■ Task objective ■
Reproduce each entry below, replacing "deer head logo" with "stag emblem" wherever it appears and changing nothing else. Leave the pictures out.

Raw records
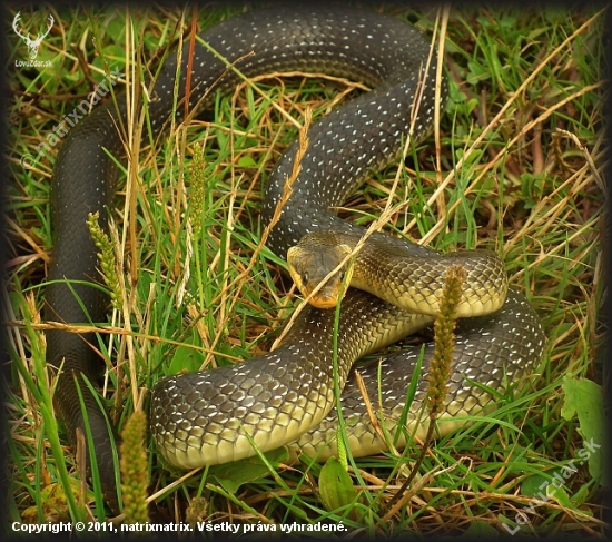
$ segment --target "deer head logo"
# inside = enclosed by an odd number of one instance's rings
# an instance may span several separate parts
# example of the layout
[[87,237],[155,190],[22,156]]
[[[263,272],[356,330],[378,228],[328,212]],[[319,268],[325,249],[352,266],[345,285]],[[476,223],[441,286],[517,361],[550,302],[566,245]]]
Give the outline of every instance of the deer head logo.
[[30,57],[30,60],[36,60],[36,57],[38,56],[38,46],[40,46],[42,40],[50,32],[51,27],[53,26],[53,22],[55,22],[53,16],[49,16],[48,18],[47,31],[45,33],[39,33],[36,39],[30,39],[28,35],[24,35],[20,31],[20,23],[19,23],[20,19],[21,19],[21,11],[19,11],[14,16],[14,19],[12,20],[12,29],[14,30],[14,33],[17,33],[17,36],[19,36],[28,46],[28,55]]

■ Written solution ■
$ segment --target "stag emblem"
# inside = enclosed by an odd number of one instance's rings
# an instance may span several separate parts
# example of the layout
[[87,237],[155,190],[22,156]]
[[[263,272],[356,330],[378,228],[328,212]],[[319,268],[325,249],[352,266],[345,285]],[[476,223],[441,286],[517,361],[550,302],[566,245]]]
Give the outline of every instance of the stag emblem.
[[30,57],[30,60],[36,60],[36,57],[38,56],[38,46],[40,46],[42,40],[50,32],[51,27],[53,26],[53,22],[55,22],[53,16],[49,16],[48,18],[47,31],[45,33],[39,33],[36,39],[30,39],[28,35],[24,35],[20,31],[20,23],[19,23],[20,19],[21,19],[21,11],[19,11],[14,16],[14,19],[12,20],[12,29],[14,30],[14,33],[17,33],[17,36],[19,36],[28,46],[28,55]]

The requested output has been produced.